**Listed records**:
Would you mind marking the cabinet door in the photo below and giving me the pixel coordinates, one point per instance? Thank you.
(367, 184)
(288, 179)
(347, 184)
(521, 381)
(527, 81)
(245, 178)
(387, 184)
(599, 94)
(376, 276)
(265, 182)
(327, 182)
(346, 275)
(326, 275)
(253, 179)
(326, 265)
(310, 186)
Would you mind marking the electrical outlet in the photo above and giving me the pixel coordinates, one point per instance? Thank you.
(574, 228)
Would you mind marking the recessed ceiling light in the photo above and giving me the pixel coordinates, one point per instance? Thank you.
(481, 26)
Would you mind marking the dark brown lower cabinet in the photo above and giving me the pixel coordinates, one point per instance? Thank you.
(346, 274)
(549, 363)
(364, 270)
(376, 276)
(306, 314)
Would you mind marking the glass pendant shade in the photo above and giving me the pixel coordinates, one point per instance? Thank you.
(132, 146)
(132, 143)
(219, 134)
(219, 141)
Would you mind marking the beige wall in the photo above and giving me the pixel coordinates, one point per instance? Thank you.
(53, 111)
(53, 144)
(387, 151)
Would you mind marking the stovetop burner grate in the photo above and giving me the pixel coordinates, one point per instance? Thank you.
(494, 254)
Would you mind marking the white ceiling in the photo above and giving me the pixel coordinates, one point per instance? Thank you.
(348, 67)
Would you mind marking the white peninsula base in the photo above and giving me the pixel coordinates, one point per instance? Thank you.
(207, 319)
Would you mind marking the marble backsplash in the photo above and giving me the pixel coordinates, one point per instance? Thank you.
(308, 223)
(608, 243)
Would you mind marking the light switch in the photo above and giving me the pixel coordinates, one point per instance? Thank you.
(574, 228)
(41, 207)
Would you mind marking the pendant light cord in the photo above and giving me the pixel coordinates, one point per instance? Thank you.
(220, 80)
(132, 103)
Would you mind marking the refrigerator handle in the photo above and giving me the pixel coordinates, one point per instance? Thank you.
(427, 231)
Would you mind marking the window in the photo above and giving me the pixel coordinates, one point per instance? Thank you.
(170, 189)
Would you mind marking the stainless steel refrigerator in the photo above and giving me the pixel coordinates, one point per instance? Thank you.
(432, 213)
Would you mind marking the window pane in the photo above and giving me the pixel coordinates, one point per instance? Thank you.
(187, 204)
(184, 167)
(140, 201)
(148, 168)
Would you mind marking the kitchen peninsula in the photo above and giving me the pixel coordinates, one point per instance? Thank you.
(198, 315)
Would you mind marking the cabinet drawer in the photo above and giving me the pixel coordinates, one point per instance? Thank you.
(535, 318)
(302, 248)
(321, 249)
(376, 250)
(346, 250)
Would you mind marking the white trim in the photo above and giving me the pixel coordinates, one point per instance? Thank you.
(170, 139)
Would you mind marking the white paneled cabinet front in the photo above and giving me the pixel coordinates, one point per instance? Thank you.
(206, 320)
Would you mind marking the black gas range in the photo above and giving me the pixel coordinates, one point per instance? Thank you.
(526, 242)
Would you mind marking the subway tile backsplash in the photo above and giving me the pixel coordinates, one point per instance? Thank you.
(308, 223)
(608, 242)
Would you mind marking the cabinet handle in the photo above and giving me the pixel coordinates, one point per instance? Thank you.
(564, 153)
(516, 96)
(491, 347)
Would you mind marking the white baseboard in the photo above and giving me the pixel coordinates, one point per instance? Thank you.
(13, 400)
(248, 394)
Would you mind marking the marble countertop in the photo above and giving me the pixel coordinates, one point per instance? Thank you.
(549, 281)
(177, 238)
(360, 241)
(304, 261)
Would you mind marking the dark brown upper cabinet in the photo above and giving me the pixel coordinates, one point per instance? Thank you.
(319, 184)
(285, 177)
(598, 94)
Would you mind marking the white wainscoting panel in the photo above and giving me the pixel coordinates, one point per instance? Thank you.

---

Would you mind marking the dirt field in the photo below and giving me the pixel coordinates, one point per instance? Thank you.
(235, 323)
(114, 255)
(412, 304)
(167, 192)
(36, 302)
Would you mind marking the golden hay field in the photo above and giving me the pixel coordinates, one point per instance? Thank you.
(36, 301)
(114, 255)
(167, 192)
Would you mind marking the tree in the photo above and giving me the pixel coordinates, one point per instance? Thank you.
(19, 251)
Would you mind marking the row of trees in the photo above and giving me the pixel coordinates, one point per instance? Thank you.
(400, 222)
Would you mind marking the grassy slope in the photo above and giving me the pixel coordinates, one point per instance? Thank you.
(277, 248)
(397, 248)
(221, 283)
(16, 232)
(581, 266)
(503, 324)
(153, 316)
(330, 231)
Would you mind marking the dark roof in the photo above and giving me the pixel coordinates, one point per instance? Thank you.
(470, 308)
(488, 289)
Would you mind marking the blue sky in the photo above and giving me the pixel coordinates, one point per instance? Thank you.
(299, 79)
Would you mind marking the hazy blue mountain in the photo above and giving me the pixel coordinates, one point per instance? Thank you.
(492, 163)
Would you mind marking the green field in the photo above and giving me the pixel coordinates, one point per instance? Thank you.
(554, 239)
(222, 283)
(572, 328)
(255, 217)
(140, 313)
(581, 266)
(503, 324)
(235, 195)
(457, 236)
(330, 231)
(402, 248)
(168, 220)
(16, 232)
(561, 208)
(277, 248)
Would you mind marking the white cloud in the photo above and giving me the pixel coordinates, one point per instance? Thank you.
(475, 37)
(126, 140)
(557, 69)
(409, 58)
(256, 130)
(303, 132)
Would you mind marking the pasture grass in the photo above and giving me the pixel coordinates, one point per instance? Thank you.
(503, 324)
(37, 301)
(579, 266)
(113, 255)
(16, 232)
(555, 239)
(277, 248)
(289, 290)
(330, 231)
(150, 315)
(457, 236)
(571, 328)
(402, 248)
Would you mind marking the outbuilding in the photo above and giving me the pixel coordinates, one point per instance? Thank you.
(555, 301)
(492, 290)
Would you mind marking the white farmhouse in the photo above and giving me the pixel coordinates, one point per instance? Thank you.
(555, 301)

**Description of the task**: Using the listing above, copy exactly the line that contains "Would you mind marking the dark brown upper", the line that contains "Would you mind marking the white wainscoting", and each line that falls between them.

**Reply to the exercise**:
Would you mind marking the dark brown upper cabinet in the photo above and giving me the pixel coordinates, one point per instance? Thank you.
(319, 184)
(285, 177)
(598, 94)
Would you mind marking the white wainscoting panel in the photo above and giving me the pixel coordinates, one point per instance? Thank you.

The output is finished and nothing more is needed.